SOURCE TEXT:
The advance will help to boost revenue for producers and also increase royalty payments to the government, said Witoro Soelarno, secretary to the director general of minerals, coal and geothermal at the Energy Ministry.

The metal traded on Wednesday at $26,790 a ton on the London Metal Exchange, an all-time high.

Tin is the best performer on the LME this year, climbing about 56 percent on concerns that supply disruptions in Indonesia, the world’s largest exporter, and China will cut stockpiles as demand gains.

Venture Minerals, building a mine in Tasmania, has said that global shortages may last five years and forecast a major supply gap.

“Tin prices will continue to climb as the bad weather that disrupted production will persist until next year,” Soelarno told reporters in Jakarta Wednesday.

Soelarno said on Aug. 11 that Indonesia’s output of the metal may drop 20 percent this year to 85,000 tons because of heavy rains.

Tin is the first base metal to reach a record since the financial crisis in 2008, outperforming copper, nickel and zinc.

DATA BLOCK:
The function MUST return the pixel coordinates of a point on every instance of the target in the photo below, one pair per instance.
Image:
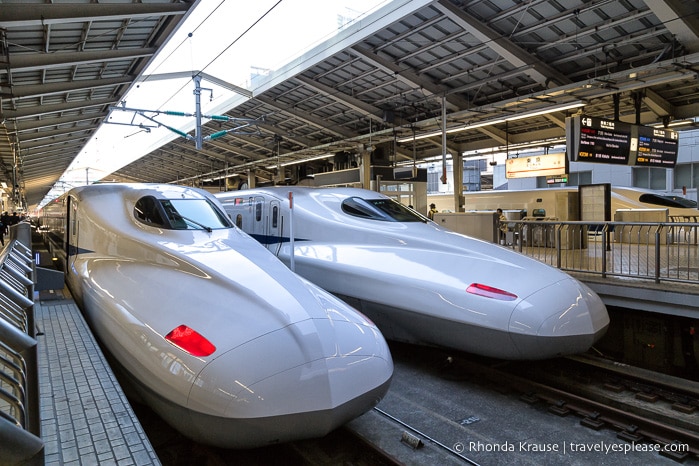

SET EXERCISE: Write the next few paragraphs of the news piece on record tin prices, starting after its final sentence.

RESULT OF THIS TASK:
The metal, used as a solder and in packaging, touched a low of $9,700 a ton in December of that year as demand dropped and investors pared commodity holdings.

The three-month contract rose Wednesday for a fourth straight session, gaining as much as 3.3 percent.

A La Nina weather event has brought heavier-than-usual rainfall to parts of Australia and Asia this year, including Indonesia, Southeast Asia’s largest economy.

The rains have also been blamed by industry groups in the country for lower output or missed forecasts for cocoa, palm oil and coal.

Tin stockpiles tracked by the LME have dropped 53 percent this year, falling to a 17-month low of 12,495 tons this past Friday.

Exports from Indonesia declined for the first eight months of this year to 60,107 tons from 67,798 tons a year earlier, the Trade Ministry said on Sept. 22.

Tin output from China may be restricted until the end of the year because of limitations on power use, industry group ITRI said on Sept. 29.

A general ban on mining was also imposed last month in three eastern provinces in the Democratic Republic of Congo, Africa’s largest producer.

Venture Minerals said there was a dearth of new tin projects. Managing director Hamish Halliday said: “The catch-up that’s required on the exploration side is quite vast.”

Shares in Timah, Indonesia’s biggest producer, surged as much as 5.7 percent before closing 3.2 percent higher.